▶ Data for this task:
- - - - - - -

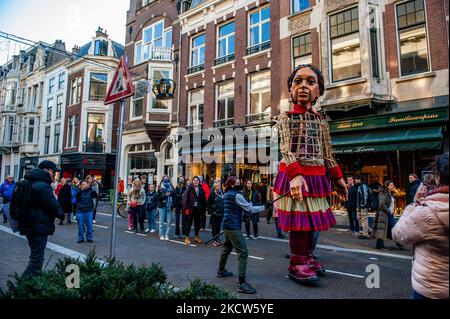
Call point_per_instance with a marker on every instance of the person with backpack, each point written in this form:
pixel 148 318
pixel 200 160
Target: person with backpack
pixel 363 204
pixel 6 191
pixel 65 200
pixel 35 207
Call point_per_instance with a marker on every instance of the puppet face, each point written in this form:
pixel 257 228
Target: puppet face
pixel 305 87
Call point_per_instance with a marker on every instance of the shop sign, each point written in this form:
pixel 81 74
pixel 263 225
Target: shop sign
pixel 397 119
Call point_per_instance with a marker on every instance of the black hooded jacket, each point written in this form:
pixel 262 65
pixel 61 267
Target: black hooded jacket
pixel 41 219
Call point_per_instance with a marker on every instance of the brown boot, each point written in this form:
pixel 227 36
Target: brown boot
pixel 198 240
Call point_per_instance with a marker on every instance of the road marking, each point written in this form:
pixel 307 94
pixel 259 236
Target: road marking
pixel 57 248
pixel 254 257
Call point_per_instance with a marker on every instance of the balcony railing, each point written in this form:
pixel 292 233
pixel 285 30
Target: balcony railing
pixel 93 147
pixel 196 68
pixel 258 47
pixel 224 122
pixel 194 127
pixel 257 117
pixel 225 59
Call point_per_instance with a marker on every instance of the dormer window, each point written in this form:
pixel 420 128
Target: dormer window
pixel 101 47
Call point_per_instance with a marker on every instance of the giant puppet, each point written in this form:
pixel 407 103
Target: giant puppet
pixel 305 170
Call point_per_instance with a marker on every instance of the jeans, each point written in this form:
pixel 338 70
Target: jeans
pixel 195 218
pixel 37 246
pixel 364 221
pixel 151 218
pixel 165 216
pixel 234 239
pixel 354 224
pixel 178 216
pixel 84 219
pixel 138 213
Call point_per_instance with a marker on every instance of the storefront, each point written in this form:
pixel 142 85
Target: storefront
pixel 390 146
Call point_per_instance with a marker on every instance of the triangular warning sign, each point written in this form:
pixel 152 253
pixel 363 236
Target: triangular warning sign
pixel 121 86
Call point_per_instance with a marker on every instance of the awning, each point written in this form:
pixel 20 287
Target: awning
pixel 385 141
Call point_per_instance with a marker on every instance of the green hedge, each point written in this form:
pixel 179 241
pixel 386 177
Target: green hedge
pixel 112 280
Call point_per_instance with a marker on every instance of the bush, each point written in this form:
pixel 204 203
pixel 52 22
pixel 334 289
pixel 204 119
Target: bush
pixel 110 280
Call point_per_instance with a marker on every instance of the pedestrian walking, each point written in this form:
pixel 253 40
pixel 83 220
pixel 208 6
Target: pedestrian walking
pixel 39 222
pixel 194 206
pixel 180 218
pixel 151 205
pixel 6 192
pixel 362 204
pixel 304 172
pixel 85 212
pixel 215 209
pixel 236 208
pixel 414 183
pixel 384 217
pixel 251 195
pixel 351 206
pixel 425 227
pixel 136 201
pixel 65 201
pixel 165 206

- - - - - - -

▶ The exercise:
Turn every line of the records above into a numbered list, skipping any blank lines. Leave the pictures out.

▶ Solution below:
1. Call point_per_instance with a marker on every instance of the person with backpack, each point written in this form:
2. pixel 148 318
3. pixel 200 160
4. Target: person with backpack
5. pixel 363 204
6. pixel 6 191
7. pixel 65 200
8. pixel 35 207
9. Call point_per_instance with a marker on every instance of the puppet face, each point written in this form:
10. pixel 257 228
11. Target: puppet face
12. pixel 305 87
13. Call point_per_instance with a marker on every instance of the shop sign, each point written in this form:
14. pixel 81 74
15. pixel 263 225
16. Target: shop sign
17. pixel 397 119
18. Call point_per_instance with a marker on every instance of the black hooded jacket, each point written in this form:
19. pixel 262 65
20. pixel 61 267
21. Target: black hooded jacket
22. pixel 41 219
23. Call point_per_instance with a marker on every instance of the brown boot, each point written in this form:
24. pixel 227 36
25. Target: brown boot
26. pixel 198 240
27. Call point_per_instance with a marker on every instance of the road marking, each point written in this form:
28. pixel 307 94
29. pixel 259 236
30. Target: road marking
31. pixel 57 248
32. pixel 254 257
33. Call point_per_instance with a marker on every instance of the balcony railing, each point written in this form:
34. pixel 292 233
35. pixel 285 30
36. Target: balcony railing
37. pixel 93 147
38. pixel 196 68
39. pixel 258 47
40. pixel 224 122
41. pixel 194 127
42. pixel 257 117
43. pixel 225 59
44. Call point_per_instance with a marker on every instance of the dormer window, each point written in this form:
45. pixel 420 128
46. Target: dormer window
47. pixel 101 47
48. Call point_per_instance with a marker on every instance of the giant puppet, each point written in this form:
49. pixel 407 103
50. Target: giant puppet
51. pixel 305 170
52. Call point_per_instance with a marker on every instance of the jeans, each point written in this form:
53. pixel 338 70
54. Target: jeans
55. pixel 195 218
56. pixel 37 246
57. pixel 364 221
58. pixel 151 218
59. pixel 165 216
60. pixel 234 239
61. pixel 354 224
62. pixel 178 216
63. pixel 84 219
64. pixel 138 213
65. Call point_per_instance with a marker on every instance of the storefront, each point written in this form:
66. pixel 142 85
67. Target: storefront
68. pixel 390 146
69. Call point_per_instance with a marker on every instance of the triangular warning sign, each point written in this form:
70. pixel 152 253
71. pixel 363 236
72. Target: triangular warning sign
73. pixel 121 86
74. Call point_per_instance with a marker on every instance of the awning, each point written in this form:
75. pixel 20 287
76. Target: awning
77. pixel 385 141
78. Call point_per_instance with a marker on every instance of the green hedge, each point written in this form:
79. pixel 179 241
80. pixel 386 177
81. Target: green hedge
82. pixel 112 280
83. Call point_per_instance with a marker on every instance of the bush, each point written in this form:
84. pixel 204 203
85. pixel 52 22
86. pixel 334 289
87. pixel 204 119
88. Target: bush
89. pixel 110 280
90. Call point_per_instance with a marker on every instance of the pedestrian walking, each point written in this form:
91. pixel 253 40
92. pixel 83 220
93. pixel 208 6
94. Target: pedestrian walking
95. pixel 39 222
96. pixel 194 206
97. pixel 180 218
98. pixel 151 205
99. pixel 6 192
100. pixel 362 204
101. pixel 304 172
102. pixel 85 212
103. pixel 215 209
104. pixel 236 208
105. pixel 414 183
106. pixel 384 217
107. pixel 251 195
108. pixel 351 206
109. pixel 425 227
110. pixel 136 201
111. pixel 65 201
112. pixel 165 206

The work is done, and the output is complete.